Task goal -
Only lines holding the word "blue" are wanted. Copy them from the listing below.

§ §

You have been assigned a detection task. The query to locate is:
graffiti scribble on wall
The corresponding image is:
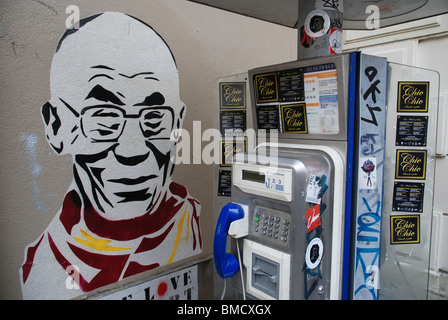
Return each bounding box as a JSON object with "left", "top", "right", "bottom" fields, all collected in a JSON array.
[{"left": 19, "top": 12, "right": 202, "bottom": 299}]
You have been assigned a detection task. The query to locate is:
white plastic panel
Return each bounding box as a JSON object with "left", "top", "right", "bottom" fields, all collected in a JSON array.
[
  {"left": 243, "top": 239, "right": 291, "bottom": 300},
  {"left": 233, "top": 162, "right": 293, "bottom": 202}
]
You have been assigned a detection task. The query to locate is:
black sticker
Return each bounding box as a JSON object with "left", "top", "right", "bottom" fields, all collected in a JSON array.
[
  {"left": 218, "top": 170, "right": 232, "bottom": 197},
  {"left": 397, "top": 82, "right": 429, "bottom": 112},
  {"left": 390, "top": 215, "right": 420, "bottom": 245},
  {"left": 220, "top": 82, "right": 246, "bottom": 108},
  {"left": 392, "top": 182, "right": 424, "bottom": 213},
  {"left": 396, "top": 116, "right": 428, "bottom": 146},
  {"left": 278, "top": 68, "right": 305, "bottom": 103},
  {"left": 220, "top": 110, "right": 246, "bottom": 137},
  {"left": 280, "top": 103, "right": 308, "bottom": 133},
  {"left": 256, "top": 105, "right": 280, "bottom": 131},
  {"left": 395, "top": 149, "right": 427, "bottom": 180},
  {"left": 254, "top": 73, "right": 278, "bottom": 103},
  {"left": 220, "top": 139, "right": 245, "bottom": 167}
]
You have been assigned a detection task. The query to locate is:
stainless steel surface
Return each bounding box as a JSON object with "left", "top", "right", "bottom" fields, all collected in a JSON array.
[{"left": 230, "top": 150, "right": 335, "bottom": 300}]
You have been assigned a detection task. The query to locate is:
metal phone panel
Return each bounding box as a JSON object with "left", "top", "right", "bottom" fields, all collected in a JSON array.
[
  {"left": 248, "top": 53, "right": 351, "bottom": 141},
  {"left": 230, "top": 149, "right": 335, "bottom": 300}
]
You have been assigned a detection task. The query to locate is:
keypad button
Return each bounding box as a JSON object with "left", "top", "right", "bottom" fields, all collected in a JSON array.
[{"left": 252, "top": 209, "right": 289, "bottom": 246}]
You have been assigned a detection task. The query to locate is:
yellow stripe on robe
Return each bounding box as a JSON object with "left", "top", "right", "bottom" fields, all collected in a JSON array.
[
  {"left": 167, "top": 206, "right": 188, "bottom": 264},
  {"left": 74, "top": 229, "right": 131, "bottom": 252}
]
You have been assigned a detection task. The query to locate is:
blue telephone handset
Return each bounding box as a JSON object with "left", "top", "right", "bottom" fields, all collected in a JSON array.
[{"left": 214, "top": 202, "right": 245, "bottom": 278}]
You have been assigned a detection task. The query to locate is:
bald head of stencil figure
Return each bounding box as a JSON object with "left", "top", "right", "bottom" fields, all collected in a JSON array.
[{"left": 42, "top": 13, "right": 185, "bottom": 220}]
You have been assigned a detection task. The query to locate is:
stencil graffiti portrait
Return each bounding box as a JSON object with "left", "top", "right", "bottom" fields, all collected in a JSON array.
[{"left": 19, "top": 12, "right": 202, "bottom": 299}]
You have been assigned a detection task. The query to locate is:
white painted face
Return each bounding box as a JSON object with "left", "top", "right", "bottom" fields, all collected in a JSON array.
[{"left": 43, "top": 12, "right": 185, "bottom": 219}]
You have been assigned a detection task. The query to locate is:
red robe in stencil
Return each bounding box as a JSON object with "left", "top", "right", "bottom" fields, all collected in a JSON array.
[{"left": 20, "top": 181, "right": 202, "bottom": 299}]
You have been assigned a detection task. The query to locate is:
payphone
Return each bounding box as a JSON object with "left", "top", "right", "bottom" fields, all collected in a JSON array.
[
  {"left": 214, "top": 148, "right": 345, "bottom": 300},
  {"left": 213, "top": 53, "right": 354, "bottom": 300}
]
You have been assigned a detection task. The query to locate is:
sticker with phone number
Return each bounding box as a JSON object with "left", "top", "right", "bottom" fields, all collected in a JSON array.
[{"left": 265, "top": 171, "right": 285, "bottom": 192}]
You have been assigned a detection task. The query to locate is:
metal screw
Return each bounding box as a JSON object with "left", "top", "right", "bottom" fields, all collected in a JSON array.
[{"left": 318, "top": 285, "right": 324, "bottom": 295}]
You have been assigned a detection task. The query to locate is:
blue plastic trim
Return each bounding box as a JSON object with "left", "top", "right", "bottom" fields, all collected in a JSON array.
[
  {"left": 214, "top": 202, "right": 245, "bottom": 278},
  {"left": 341, "top": 51, "right": 359, "bottom": 300}
]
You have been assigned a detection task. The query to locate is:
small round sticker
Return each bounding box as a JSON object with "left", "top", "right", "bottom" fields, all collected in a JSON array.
[
  {"left": 304, "top": 10, "right": 330, "bottom": 38},
  {"left": 329, "top": 28, "right": 343, "bottom": 54},
  {"left": 305, "top": 237, "right": 323, "bottom": 269}
]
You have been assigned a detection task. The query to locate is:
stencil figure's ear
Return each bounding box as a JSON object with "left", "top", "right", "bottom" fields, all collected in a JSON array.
[
  {"left": 177, "top": 105, "right": 186, "bottom": 129},
  {"left": 41, "top": 101, "right": 64, "bottom": 154}
]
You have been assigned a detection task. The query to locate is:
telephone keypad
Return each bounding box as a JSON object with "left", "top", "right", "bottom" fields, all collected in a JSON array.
[{"left": 251, "top": 207, "right": 290, "bottom": 247}]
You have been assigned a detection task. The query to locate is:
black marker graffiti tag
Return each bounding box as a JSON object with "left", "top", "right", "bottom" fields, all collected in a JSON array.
[
  {"left": 322, "top": 0, "right": 341, "bottom": 11},
  {"left": 361, "top": 66, "right": 382, "bottom": 126},
  {"left": 363, "top": 66, "right": 381, "bottom": 103}
]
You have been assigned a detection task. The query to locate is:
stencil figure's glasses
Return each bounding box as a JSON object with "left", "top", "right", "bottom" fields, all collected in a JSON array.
[{"left": 80, "top": 105, "right": 174, "bottom": 142}]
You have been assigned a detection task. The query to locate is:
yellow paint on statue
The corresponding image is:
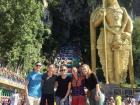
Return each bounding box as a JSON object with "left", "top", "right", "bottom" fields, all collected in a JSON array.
[{"left": 90, "top": 0, "right": 134, "bottom": 84}]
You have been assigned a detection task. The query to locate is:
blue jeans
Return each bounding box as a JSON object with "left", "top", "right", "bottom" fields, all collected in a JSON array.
[
  {"left": 88, "top": 89, "right": 105, "bottom": 105},
  {"left": 56, "top": 96, "right": 69, "bottom": 105}
]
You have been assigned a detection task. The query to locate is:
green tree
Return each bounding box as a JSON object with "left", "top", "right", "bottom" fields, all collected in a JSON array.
[
  {"left": 0, "top": 0, "right": 45, "bottom": 73},
  {"left": 133, "top": 18, "right": 140, "bottom": 79},
  {"left": 119, "top": 0, "right": 133, "bottom": 11},
  {"left": 133, "top": 18, "right": 140, "bottom": 60}
]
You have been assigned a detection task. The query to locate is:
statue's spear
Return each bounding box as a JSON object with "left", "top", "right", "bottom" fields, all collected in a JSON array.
[{"left": 103, "top": 0, "right": 109, "bottom": 84}]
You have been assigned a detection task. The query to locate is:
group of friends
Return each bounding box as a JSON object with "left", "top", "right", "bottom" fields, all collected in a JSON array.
[{"left": 25, "top": 62, "right": 105, "bottom": 105}]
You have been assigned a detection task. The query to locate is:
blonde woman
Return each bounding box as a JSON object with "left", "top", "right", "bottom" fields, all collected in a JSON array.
[{"left": 81, "top": 64, "right": 105, "bottom": 105}]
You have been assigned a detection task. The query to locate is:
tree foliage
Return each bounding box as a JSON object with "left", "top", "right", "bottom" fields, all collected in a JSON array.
[
  {"left": 119, "top": 0, "right": 133, "bottom": 11},
  {"left": 0, "top": 0, "right": 136, "bottom": 75},
  {"left": 132, "top": 18, "right": 140, "bottom": 78},
  {"left": 133, "top": 18, "right": 140, "bottom": 60},
  {"left": 0, "top": 0, "right": 45, "bottom": 73}
]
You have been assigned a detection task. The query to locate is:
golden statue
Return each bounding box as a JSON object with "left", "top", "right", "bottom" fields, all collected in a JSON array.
[{"left": 90, "top": 0, "right": 134, "bottom": 84}]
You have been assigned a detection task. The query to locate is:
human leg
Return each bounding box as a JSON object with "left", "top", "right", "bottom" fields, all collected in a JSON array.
[
  {"left": 26, "top": 96, "right": 34, "bottom": 105},
  {"left": 46, "top": 94, "right": 54, "bottom": 105},
  {"left": 34, "top": 97, "right": 41, "bottom": 105},
  {"left": 63, "top": 97, "right": 69, "bottom": 105},
  {"left": 88, "top": 89, "right": 99, "bottom": 105},
  {"left": 56, "top": 96, "right": 61, "bottom": 105},
  {"left": 40, "top": 94, "right": 46, "bottom": 105}
]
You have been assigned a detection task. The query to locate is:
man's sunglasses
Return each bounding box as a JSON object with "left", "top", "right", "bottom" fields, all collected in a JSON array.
[{"left": 36, "top": 65, "right": 41, "bottom": 67}]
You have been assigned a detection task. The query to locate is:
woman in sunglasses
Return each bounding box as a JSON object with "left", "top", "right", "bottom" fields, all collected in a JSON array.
[{"left": 55, "top": 65, "right": 71, "bottom": 105}]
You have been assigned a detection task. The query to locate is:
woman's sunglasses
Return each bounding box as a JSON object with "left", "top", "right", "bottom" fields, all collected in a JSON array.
[{"left": 60, "top": 69, "right": 66, "bottom": 72}]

§ §

Response for this exercise -
blue telephone handset
blue plastic trim
blue jeans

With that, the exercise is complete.